++++ 提供資料 ++++

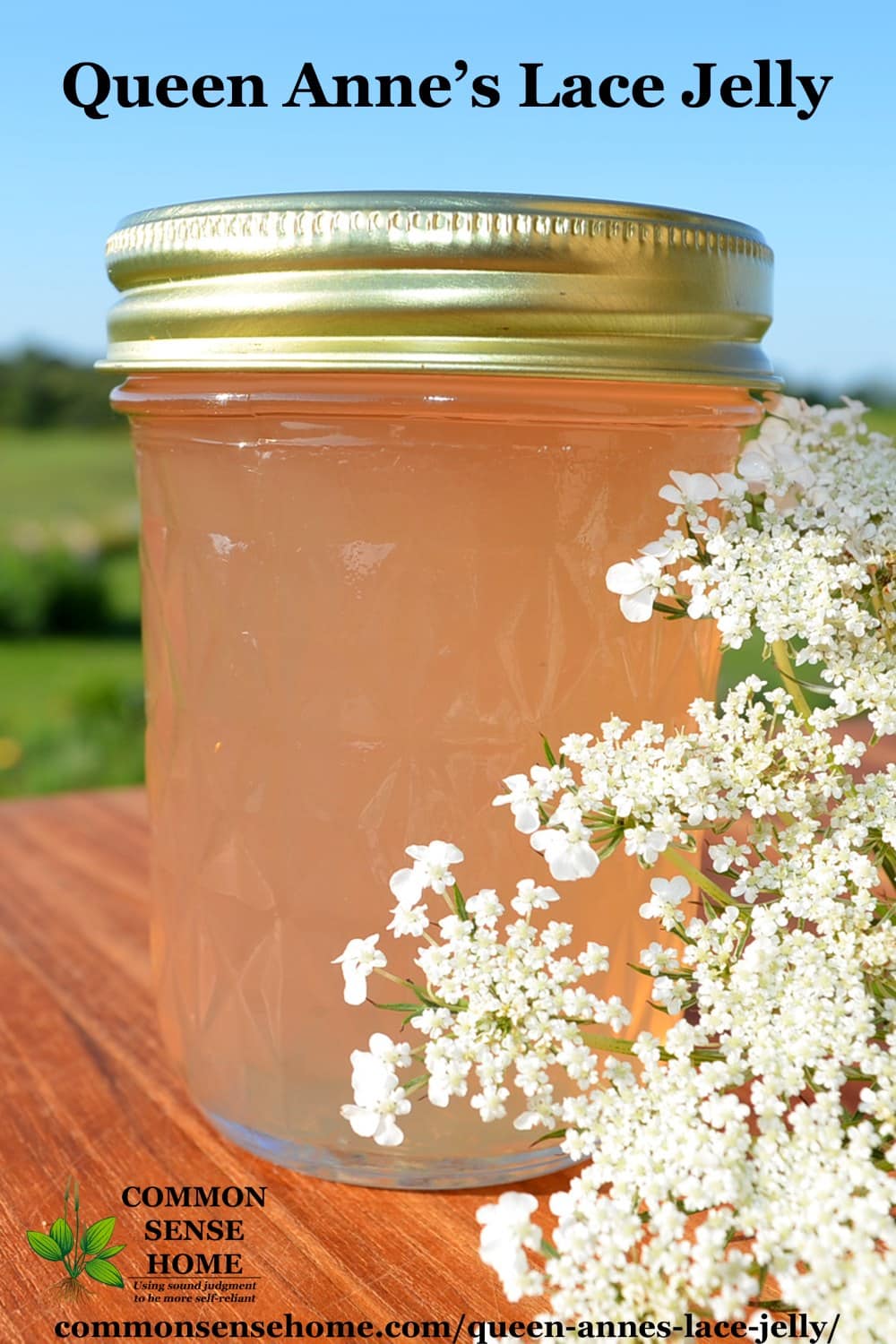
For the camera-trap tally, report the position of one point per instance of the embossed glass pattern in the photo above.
(366, 597)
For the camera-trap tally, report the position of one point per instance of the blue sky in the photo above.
(823, 191)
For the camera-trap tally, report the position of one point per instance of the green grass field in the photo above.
(70, 709)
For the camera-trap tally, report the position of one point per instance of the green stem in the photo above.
(780, 655)
(699, 878)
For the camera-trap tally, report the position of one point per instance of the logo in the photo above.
(80, 1250)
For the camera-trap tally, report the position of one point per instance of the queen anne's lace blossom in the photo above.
(745, 1159)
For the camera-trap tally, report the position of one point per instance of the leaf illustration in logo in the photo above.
(104, 1273)
(97, 1236)
(62, 1236)
(110, 1250)
(45, 1246)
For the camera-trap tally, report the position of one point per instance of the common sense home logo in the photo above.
(78, 1250)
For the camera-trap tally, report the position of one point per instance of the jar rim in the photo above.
(462, 282)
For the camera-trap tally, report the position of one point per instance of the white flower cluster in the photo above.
(501, 1007)
(799, 545)
(649, 790)
(743, 1160)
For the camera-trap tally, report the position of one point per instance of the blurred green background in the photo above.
(72, 711)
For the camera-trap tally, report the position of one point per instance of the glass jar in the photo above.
(378, 507)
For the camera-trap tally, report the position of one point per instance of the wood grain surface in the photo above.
(88, 1090)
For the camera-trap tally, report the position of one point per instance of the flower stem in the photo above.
(699, 878)
(783, 663)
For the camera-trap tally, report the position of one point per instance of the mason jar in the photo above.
(387, 448)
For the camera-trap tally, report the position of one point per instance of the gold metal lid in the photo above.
(443, 281)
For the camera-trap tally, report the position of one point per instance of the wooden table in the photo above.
(86, 1089)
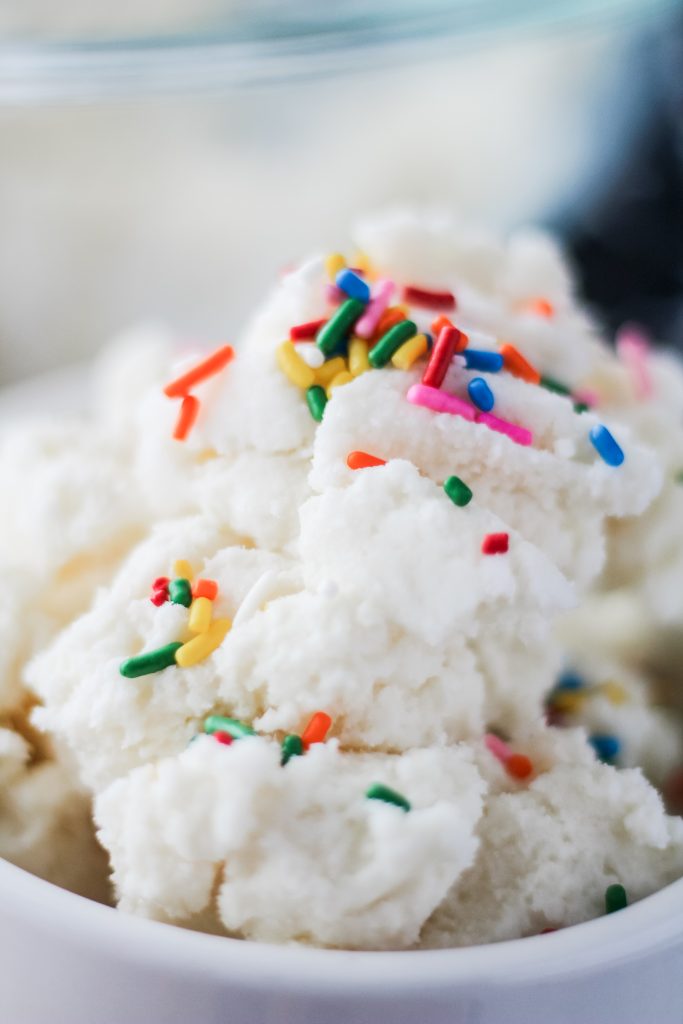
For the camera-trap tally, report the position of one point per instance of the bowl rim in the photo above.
(653, 924)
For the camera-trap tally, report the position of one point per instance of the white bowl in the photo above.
(67, 961)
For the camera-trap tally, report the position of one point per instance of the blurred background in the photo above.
(164, 159)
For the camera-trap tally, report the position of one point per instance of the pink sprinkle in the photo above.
(498, 748)
(518, 434)
(440, 401)
(587, 396)
(383, 291)
(334, 294)
(633, 346)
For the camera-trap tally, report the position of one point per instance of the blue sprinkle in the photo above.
(476, 358)
(480, 393)
(569, 680)
(605, 445)
(352, 285)
(606, 748)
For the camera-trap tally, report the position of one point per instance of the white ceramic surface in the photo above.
(67, 961)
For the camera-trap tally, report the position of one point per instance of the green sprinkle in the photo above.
(180, 592)
(153, 660)
(316, 400)
(232, 726)
(390, 342)
(615, 898)
(458, 491)
(339, 326)
(552, 385)
(292, 748)
(379, 792)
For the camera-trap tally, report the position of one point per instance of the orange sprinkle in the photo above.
(541, 307)
(389, 318)
(519, 766)
(361, 460)
(438, 323)
(316, 729)
(206, 588)
(518, 366)
(189, 410)
(207, 368)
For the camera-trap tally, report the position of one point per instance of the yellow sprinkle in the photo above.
(329, 371)
(343, 378)
(357, 356)
(293, 366)
(613, 692)
(201, 646)
(568, 701)
(200, 614)
(411, 350)
(333, 264)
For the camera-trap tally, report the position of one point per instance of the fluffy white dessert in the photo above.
(609, 699)
(369, 595)
(294, 853)
(46, 820)
(391, 617)
(556, 493)
(549, 851)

++++

■ 課題: 上の行をすべて、「番号」と「行の内容」の2列のMarkdownの表に入れてください。空行は除き、画像は答えに入れないでください。

■ 解答:
| 番号 | 行の内容 |
|---|---|
| 1 | For the camera-trap tally, report the position of one point per instance of the embossed glass pattern in the photo above. |
| 2 | (366, 597) |
| 3 | For the camera-trap tally, report the position of one point per instance of the blue sky in the photo above. |
| 4 | (823, 191) |
| 5 | For the camera-trap tally, report the position of one point per instance of the green grass field in the photo above. |
| 6 | (70, 709) |
| 7 | For the camera-trap tally, report the position of one point per instance of the green stem in the photo above. |
| 8 | (780, 655) |
| 9 | (699, 878) |
| 10 | For the camera-trap tally, report the position of one point per instance of the logo in the photo above. |
| 11 | (80, 1250) |
| 12 | For the camera-trap tally, report the position of one point per instance of the queen anne's lace blossom in the photo above. |
| 13 | (745, 1159) |
| 14 | For the camera-trap tally, report the position of one point per instance of the leaf illustration in logo in the photo above. |
| 15 | (104, 1273) |
| 16 | (97, 1236) |
| 17 | (62, 1236) |
| 18 | (110, 1250) |
| 19 | (45, 1246) |
| 20 | For the camera-trap tally, report the position of one point per instance of the common sense home logo in the photo above. |
| 21 | (78, 1250) |
| 22 | For the camera-trap tally, report the position of one point per instance of the jar rim in the photo above. |
| 23 | (462, 282) |
| 24 | For the camera-trap tally, report the position of one point per instance of the white flower cluster in the photo above. |
| 25 | (501, 1007) |
| 26 | (799, 545) |
| 27 | (649, 790) |
| 28 | (743, 1160) |
| 29 | For the camera-trap tally, report the position of one point per instance of the blurred green background in the photo above. |
| 30 | (72, 711) |
| 31 | For the camera-trap tally, report the position of one point per instance of the glass jar in the photo above. |
| 32 | (378, 507) |
| 33 | For the camera-trap tally, report the position of one point per instance of the wood grain surface in the photo above. |
| 34 | (88, 1090) |
| 35 | For the camera-trap tally, report the position of one point per instance of the flower stem in the photo above. |
| 36 | (699, 878) |
| 37 | (783, 663) |
| 38 | For the camera-trap tally, report the position of one point per instance of the mason jar in the photo above. |
| 39 | (387, 448) |
| 40 | For the camera-trap tally, report the position of one point per instance of the gold metal lid in the photo above. |
| 41 | (443, 281) |
| 42 | For the camera-trap tally, report the position of one point per instance of the wooden table in the photo above. |
| 43 | (86, 1089) |
| 44 | For the camera-trap tally, report the position of one point per instance of the bowl rim in the photo above. |
| 45 | (653, 924) |
| 46 | For the camera-trap tally, report the position of one point per instance of the white bowl in the photo above. |
| 47 | (67, 961) |
| 48 | For the camera-trap tally, report the position of one point per instance of the blurred background in the photo above. |
| 49 | (164, 159) |
| 50 | For the camera-trap tally, report the position of one point per instance of the pink sprinkle in the photo above. |
| 51 | (498, 748) |
| 52 | (518, 434) |
| 53 | (440, 401) |
| 54 | (587, 396) |
| 55 | (383, 291) |
| 56 | (334, 294) |
| 57 | (633, 346) |
| 58 | For the camera-trap tally, report the position of one point per instance of the blue sprinkle in the photo above. |
| 59 | (476, 358) |
| 60 | (480, 393) |
| 61 | (569, 680) |
| 62 | (605, 445) |
| 63 | (352, 285) |
| 64 | (606, 748) |
| 65 | For the camera-trap tally, report the position of one point per instance of the white ceramic surface in the photo above. |
| 66 | (67, 961) |
| 67 | For the camera-trap tally, report the position of one point per instance of the green sprinkle in the photo above. |
| 68 | (180, 592) |
| 69 | (153, 660) |
| 70 | (316, 400) |
| 71 | (232, 726) |
| 72 | (390, 342) |
| 73 | (615, 898) |
| 74 | (458, 491) |
| 75 | (339, 326) |
| 76 | (552, 385) |
| 77 | (292, 748) |
| 78 | (379, 792) |
| 79 | For the camera-trap tally, report the position of one point per instance of the orange sprinkle in the photo above. |
| 80 | (541, 307) |
| 81 | (389, 318) |
| 82 | (519, 766) |
| 83 | (361, 460) |
| 84 | (438, 323) |
| 85 | (316, 729) |
| 86 | (206, 588) |
| 87 | (518, 366) |
| 88 | (189, 410) |
| 89 | (207, 368) |
| 90 | For the camera-trap tally, report the position of one point per instance of the yellow sprinkle in the photo above. |
| 91 | (329, 371) |
| 92 | (343, 378) |
| 93 | (357, 356) |
| 94 | (293, 366) |
| 95 | (613, 692) |
| 96 | (201, 646) |
| 97 | (568, 701) |
| 98 | (200, 614) |
| 99 | (411, 350) |
| 100 | (333, 264) |
| 101 | For the camera-trap tally, report the position of one point per instance of the fluffy white dessert in the photo above. |
| 102 | (609, 699) |
| 103 | (369, 595) |
| 104 | (294, 853) |
| 105 | (46, 820) |
| 106 | (391, 617) |
| 107 | (556, 493) |
| 108 | (549, 851) |